## TASK DESCRIPTION
Output, with no changes, the span of lines that opens with the line containing "You have been" and closes with the last line.

## INPUT
* * * *

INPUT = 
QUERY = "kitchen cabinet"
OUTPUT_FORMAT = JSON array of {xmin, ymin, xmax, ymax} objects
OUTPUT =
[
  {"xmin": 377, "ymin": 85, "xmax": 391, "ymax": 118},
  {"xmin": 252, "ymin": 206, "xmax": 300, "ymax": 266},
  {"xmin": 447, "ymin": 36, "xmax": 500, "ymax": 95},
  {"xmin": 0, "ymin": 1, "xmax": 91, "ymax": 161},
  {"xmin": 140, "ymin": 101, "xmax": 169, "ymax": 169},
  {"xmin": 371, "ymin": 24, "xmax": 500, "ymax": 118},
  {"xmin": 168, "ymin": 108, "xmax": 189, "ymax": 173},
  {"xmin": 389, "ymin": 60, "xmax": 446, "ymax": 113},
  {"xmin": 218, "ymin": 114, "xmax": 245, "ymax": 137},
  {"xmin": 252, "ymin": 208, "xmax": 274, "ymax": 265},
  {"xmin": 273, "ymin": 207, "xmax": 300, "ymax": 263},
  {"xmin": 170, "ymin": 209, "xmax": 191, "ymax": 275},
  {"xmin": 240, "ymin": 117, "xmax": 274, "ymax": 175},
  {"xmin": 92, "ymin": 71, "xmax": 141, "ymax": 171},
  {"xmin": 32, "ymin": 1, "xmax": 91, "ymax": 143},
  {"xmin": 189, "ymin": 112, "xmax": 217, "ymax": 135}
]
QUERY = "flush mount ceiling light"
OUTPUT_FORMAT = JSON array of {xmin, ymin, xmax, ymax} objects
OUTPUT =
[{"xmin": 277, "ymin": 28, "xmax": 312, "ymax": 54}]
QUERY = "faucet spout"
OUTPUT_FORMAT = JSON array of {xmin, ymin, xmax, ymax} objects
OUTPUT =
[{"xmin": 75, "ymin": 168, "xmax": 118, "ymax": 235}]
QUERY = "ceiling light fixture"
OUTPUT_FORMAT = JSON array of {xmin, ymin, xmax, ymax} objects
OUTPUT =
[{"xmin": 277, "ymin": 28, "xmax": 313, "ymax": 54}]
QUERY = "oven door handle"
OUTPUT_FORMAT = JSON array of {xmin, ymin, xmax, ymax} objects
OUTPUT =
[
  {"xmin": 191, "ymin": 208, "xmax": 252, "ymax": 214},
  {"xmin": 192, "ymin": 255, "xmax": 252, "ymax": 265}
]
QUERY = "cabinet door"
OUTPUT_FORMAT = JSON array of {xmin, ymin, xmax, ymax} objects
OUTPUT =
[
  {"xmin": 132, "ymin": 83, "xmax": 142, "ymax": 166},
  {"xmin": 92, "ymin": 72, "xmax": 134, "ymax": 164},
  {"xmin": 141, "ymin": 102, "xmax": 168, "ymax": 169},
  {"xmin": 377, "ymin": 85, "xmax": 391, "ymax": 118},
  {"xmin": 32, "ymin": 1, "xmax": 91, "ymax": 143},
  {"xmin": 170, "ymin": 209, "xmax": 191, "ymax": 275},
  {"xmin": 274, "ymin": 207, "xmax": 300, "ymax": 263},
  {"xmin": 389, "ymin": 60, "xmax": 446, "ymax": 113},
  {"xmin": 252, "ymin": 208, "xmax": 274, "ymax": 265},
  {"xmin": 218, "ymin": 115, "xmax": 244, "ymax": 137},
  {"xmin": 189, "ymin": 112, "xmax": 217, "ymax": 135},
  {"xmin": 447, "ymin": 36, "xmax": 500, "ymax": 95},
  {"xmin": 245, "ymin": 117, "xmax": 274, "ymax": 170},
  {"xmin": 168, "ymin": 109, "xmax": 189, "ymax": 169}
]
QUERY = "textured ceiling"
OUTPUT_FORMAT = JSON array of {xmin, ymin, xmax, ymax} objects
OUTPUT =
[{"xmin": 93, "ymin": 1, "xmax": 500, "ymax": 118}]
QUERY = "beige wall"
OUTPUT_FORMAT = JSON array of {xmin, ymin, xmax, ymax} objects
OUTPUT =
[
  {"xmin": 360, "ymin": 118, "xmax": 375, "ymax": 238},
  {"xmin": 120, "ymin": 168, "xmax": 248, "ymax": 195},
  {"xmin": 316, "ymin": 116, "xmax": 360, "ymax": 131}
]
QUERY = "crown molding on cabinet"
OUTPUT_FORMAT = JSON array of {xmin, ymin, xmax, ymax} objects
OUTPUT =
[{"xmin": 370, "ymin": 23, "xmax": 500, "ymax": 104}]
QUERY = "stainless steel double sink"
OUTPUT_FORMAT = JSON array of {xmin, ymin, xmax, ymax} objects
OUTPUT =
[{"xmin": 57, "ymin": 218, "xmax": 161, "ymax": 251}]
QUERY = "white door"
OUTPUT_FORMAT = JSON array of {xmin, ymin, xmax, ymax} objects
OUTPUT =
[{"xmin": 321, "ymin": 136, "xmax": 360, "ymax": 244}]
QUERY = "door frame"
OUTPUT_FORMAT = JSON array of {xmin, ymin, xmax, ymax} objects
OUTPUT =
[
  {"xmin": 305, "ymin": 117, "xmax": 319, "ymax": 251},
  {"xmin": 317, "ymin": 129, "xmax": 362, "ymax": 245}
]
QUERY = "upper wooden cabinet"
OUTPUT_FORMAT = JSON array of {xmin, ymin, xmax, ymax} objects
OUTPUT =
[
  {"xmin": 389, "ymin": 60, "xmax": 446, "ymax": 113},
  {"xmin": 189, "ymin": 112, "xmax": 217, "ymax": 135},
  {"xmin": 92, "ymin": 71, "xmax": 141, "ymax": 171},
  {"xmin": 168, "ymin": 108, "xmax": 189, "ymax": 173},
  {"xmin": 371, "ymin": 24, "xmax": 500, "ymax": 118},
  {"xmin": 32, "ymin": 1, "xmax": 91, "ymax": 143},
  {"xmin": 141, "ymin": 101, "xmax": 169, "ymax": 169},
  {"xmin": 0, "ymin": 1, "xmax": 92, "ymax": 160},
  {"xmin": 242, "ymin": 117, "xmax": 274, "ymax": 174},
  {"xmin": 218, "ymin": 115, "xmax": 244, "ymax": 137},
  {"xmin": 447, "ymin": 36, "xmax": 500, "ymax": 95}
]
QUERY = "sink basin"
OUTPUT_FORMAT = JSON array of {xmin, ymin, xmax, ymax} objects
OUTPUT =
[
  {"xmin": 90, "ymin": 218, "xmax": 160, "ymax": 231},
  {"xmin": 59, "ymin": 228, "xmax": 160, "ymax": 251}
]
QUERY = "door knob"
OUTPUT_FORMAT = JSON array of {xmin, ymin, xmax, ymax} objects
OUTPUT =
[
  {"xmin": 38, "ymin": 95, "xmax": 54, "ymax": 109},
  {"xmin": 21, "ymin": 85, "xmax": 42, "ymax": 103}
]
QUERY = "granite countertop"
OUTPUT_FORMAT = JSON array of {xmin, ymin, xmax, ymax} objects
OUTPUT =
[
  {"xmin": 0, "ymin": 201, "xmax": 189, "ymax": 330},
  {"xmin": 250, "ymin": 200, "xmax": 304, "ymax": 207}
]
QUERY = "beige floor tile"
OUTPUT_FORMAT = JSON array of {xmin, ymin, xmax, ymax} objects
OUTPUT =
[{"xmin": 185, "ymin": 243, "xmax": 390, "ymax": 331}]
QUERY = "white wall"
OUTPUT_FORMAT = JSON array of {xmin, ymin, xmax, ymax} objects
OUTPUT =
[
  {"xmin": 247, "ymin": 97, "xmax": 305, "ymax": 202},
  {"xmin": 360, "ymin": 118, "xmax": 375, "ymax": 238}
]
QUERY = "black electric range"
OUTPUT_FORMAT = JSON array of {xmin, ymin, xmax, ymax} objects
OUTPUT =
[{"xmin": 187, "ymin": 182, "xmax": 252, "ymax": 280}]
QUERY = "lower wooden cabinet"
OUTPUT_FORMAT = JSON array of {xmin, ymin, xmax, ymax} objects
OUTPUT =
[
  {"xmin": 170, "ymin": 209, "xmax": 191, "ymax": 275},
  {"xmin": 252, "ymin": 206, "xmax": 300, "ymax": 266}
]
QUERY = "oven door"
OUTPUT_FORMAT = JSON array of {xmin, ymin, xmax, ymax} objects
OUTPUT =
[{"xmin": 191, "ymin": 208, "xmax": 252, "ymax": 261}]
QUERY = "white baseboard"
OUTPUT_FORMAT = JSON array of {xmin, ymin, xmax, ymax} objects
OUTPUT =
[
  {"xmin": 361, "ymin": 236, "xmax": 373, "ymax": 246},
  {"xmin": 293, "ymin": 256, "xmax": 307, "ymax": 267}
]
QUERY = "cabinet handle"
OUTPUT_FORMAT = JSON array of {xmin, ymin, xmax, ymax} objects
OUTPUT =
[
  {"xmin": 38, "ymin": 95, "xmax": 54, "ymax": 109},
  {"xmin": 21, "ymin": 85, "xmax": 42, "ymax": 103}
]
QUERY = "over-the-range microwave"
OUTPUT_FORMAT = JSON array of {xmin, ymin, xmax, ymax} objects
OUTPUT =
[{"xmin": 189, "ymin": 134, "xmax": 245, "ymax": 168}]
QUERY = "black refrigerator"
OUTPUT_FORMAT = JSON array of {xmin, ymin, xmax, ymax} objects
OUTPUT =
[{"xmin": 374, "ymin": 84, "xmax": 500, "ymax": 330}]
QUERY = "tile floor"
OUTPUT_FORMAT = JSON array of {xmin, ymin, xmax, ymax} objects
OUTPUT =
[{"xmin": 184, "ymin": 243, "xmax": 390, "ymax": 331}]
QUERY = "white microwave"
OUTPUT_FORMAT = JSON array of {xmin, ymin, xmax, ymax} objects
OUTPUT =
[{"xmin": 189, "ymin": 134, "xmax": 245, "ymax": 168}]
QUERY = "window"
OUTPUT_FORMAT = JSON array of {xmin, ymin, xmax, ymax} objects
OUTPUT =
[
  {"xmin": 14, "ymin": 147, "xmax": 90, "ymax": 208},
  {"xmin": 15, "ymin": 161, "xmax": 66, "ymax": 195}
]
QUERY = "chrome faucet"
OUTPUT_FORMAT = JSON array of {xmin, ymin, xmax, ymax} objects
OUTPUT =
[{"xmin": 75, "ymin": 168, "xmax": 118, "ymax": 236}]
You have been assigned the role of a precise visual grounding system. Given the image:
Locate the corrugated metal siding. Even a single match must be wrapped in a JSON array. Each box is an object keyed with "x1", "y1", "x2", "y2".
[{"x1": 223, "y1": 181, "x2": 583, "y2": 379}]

* * * *

## CORRECT OUTPUT
You have been assigned the role of a precise visual grounding system. Given the image:
Locate the corrugated metal siding. Even a single match must be wrapped in a JSON array. Each box is an object keyed with "x1", "y1", "x2", "y2".
[{"x1": 223, "y1": 181, "x2": 583, "y2": 379}]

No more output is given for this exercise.